Provided text:
((
There won’t be any seductive music or candlelight. No swiping right, as friendly folks do on the app Tinder.

Yet, the endgame of this new matchmaking initiative is about hooking up — in a professional, geeky way. It is a partnership between a Chester County technology incubator/commercialization center and a consortium of seven Pennsylvania universities and research institutions to get technical devices to market faster.

But in explaining the purpose behind the venture between Malvern-based AmpTech and the consortium, BioStrategy Partners Inc., the principals sounded more like hopeless romantics determined to make love connections — only the parties they want to bring together are inventors and companies in need of new technological devices.

“It’s a big world. They’re looking for each other,” said Simon Kassas, executive vice president of AmpTech.

A facilitator early on “until they get engaged” is how Stephen Nappi, president of BioStrategy Partners, sees the role of the cooperative effort, known as the AmpTech Germinator Program.

Like so many attempts at relationship building, this one involves chocolate.

Advanced Chocolate Technologies originated about a year and a half ago as a pilot project between Temple University and AmpTech to address a gap in the tech world between ideas from academia and market adoption.

J. Todd Abrams is quite informed about all that as senior director of new ventures and business development at Temple.

Inventions often “are not advanced enough to gain an investor to come in and put up money to move it forward,” he said. “Nor can they develop a full business plan because they don’t have a strategic partner, a corporation who’s interested in the technology to help guide them to where they want it to go.”

He was introduced to AmpTech, a spin-off of Advanced Plasma Solutions, which itself came out of Drexel University. AmpTech came into fruition about two years ago to use the infrastructure it had created as a contract research and development company — scientists, engineers, a fabrication shop, and 3-D printing, along with marketing, business-development, and legal services — to support new technology beyond plasma and create new products.

The group’s biggest calling card is how it merges the technical and business side to help “an innovative idea move along toward commercialization,” Kassas said in an interview at AmpTech’s 20,000-square-foot facility just off the Pennsylvania Turnpike’s Route 29 slip ramp.

The priority is to “make sure what we’re bringing to market is … what the end user wants,” thus helping “derisk” the project, a boon to investors, Kassas said.

At Temple, Abrams thought one project in particular seemed ideal for such attention: applying a technology used in many industries, including oil, to the business of making chocolate.

The theory was that if you expose a solution with particulates to an electrical field, it will align those particles in a way to allow freer flow through a pipeline, Abrams said.

Pumping chocolate is “like pumping peanut butter,” he said. “It’s a tremendous amount of energy, it takes a lot of heat. If you could reduce those costs, it could be a big deal.”
))
Task brief: Can you resume the article on AmpTech's matchmaking program right after its last sentence?

Source material:
((
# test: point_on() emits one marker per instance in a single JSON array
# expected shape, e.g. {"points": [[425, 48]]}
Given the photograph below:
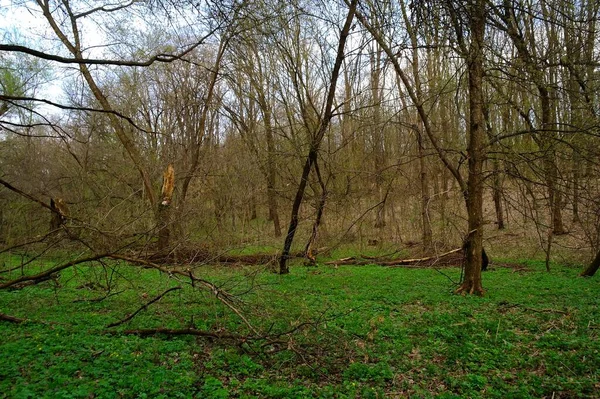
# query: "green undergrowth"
))
Reply:
AmpTech put academic theories into practice, Abrams said. What Temple brought to AmpTech was some plastic “that allowed electric to pass through chocolate in a little grid,” he said.

What exists now, Abrams said, “is fully engineered metal that can take the kind of pressures that would be needed by the commercial partner.”

To get to that stage, Kassas said, AmpTech consulted a chocolate manufacturer he would not identify, who provided some equipment, developmental guidance, and a couple hundred pounds of chocolate for testing. With proof of concept fulfilled, field testing is next.

The experience led to the partnership announced in March between AmpTech and nonprofit BioStrategy Partners. Formed 11 years ago when many drug development programs were shuttered in the pharmaceutical industry, the consortium set out to encourage new companies from the substantial intellectual property and expertise that was left unfulfilled by those shutdowns. With the AmpTech Germinator Program, BioStrategy Partners has broadened its mission beyond formulations and drug products.

Its members are Children’s Hospital of Philadelphia, Thomas Jefferson University/Jefferson Health, Pennsylvania State University, Temple University and Wistar Institute. Affiliate members are University of the Sciences and the Lankenau Institute for Medical Research. Their collective research activity exceeded $1.6 billion last year and generated more than 400 discoveries, said a spokeswoman for the collaborative.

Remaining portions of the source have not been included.